Required work:
1. Answer these questions about the pgcopy documentation, one per line, each marked like its question.
(a) What does the --schema flag specify?
(b) Which environment variable does the example export?
(c) Which cloud databases are given as often not providing superuser access?
2. Write out the pgcopy documentation again, everything from "Foreign Key Management" down to "SQL, Azure Database)", with "complex" swapped for "intricate".

List tables in a database with row counts and sizes.

Flags:

  • --source, -s: Source database connection string
  • --source-file: Source database connection config file
  • --schema: Specific schema to list (optional)
version

Display version information.

Configuration

Connection Strings

PostgreSQL connection strings follow the standard format:

postgres://username:password@hostname:port/database_name?sslmode=disable
Environment Variables

You can use environment variables in your connection strings:

export PGPASSWORD=mypassword
pgcopy copy \
  --source "postgres://user@localhost:5432/sourcedb" \
  --dest "postgres://user@localhost:5433/destdb"

Foreign Key Management

pgcopy's Superpower: Non-Superuser FK Handling

One of pgcopy's key advantages is its ability to handle complex foreign key constraints without requiring superuser privileges. This addresses a common pain point where:

  • Cloud databases often don't provide superuser access (AWS RDS, Google Cloud SQL, Azure Database)

Given data:
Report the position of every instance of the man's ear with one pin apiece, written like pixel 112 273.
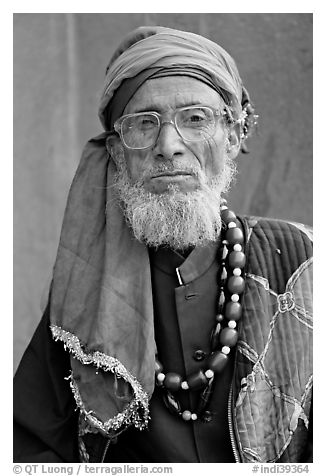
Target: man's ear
pixel 233 142
pixel 114 147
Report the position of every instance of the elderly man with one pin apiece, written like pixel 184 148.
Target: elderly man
pixel 179 331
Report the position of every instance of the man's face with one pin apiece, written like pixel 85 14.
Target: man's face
pixel 172 162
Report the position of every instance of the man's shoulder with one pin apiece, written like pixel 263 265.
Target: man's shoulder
pixel 272 228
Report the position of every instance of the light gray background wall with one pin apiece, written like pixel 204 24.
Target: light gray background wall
pixel 59 64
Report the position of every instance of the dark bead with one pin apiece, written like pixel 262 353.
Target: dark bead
pixel 228 216
pixel 172 381
pixel 233 311
pixel 236 285
pixel 172 403
pixel 228 337
pixel 237 259
pixel 224 275
pixel 158 367
pixel 197 380
pixel 207 416
pixel 199 355
pixel 205 397
pixel 217 361
pixel 221 303
pixel 234 235
pixel 225 252
pixel 214 336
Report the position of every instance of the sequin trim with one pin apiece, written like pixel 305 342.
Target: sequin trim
pixel 136 413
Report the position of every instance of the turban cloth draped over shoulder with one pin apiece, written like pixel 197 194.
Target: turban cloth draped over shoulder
pixel 101 298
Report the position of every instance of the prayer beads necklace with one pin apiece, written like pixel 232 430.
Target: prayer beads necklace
pixel 224 335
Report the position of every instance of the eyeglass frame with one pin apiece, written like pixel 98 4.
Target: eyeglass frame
pixel 226 112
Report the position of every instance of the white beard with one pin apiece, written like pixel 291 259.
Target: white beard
pixel 175 219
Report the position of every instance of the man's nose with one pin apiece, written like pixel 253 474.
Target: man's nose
pixel 168 143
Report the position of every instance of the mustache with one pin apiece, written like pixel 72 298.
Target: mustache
pixel 171 168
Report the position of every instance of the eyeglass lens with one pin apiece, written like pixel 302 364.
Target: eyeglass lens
pixel 193 124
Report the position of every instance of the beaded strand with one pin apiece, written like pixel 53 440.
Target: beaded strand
pixel 224 334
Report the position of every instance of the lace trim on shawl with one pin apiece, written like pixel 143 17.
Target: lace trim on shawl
pixel 136 413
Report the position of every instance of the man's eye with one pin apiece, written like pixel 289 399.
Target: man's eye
pixel 146 122
pixel 196 118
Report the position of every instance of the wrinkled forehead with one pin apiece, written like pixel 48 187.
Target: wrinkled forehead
pixel 166 94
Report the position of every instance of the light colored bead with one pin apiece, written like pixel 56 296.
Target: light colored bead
pixel 186 415
pixel 235 297
pixel 209 373
pixel 160 377
pixel 232 324
pixel 225 349
pixel 237 272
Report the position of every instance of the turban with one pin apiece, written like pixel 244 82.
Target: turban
pixel 151 49
pixel 101 297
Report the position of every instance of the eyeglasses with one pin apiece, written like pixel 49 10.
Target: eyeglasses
pixel 193 123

The responses:
1.
(a) A specific schema to list (optional).
(b) PGPASSWORD.
(c) AWS RDS, Google Cloud SQL, and Azure Database.

2.
Foreign Key Management

pgcopy's Superpower: Non-Superuser FK Handling

One of pgcopy's key advantages is its ability to handle intricate foreign key constraints without requiring superuser privileges. This addresses a common pain point where:

  • Cloud databases often don't provide superuser access (AWS RDS, Google Cloud SQL, Azure Database)